Items from a data source
------------------------------------
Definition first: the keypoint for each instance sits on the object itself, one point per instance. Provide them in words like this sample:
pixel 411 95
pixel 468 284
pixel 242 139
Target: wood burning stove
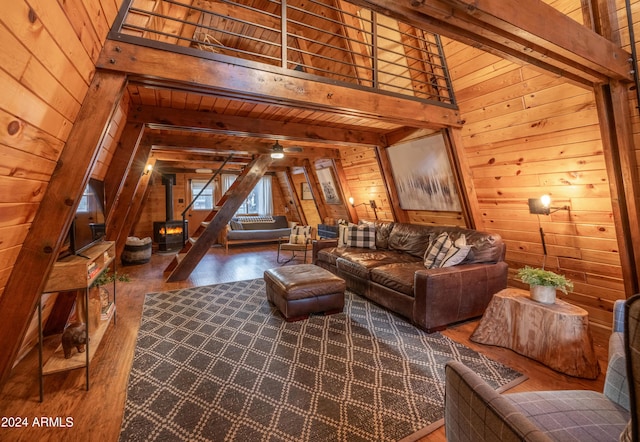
------------------------------------
- PROBLEM DETAILS
Exactly as written above, print every record, and keep the pictures out.

- SOLUTION FOR THIS EXERCISE
Definition first: the keypoint for each instance sits on the object itself, one point per instance. Provide them in words like this sample:
pixel 411 95
pixel 468 284
pixel 242 139
Target: wood burning stove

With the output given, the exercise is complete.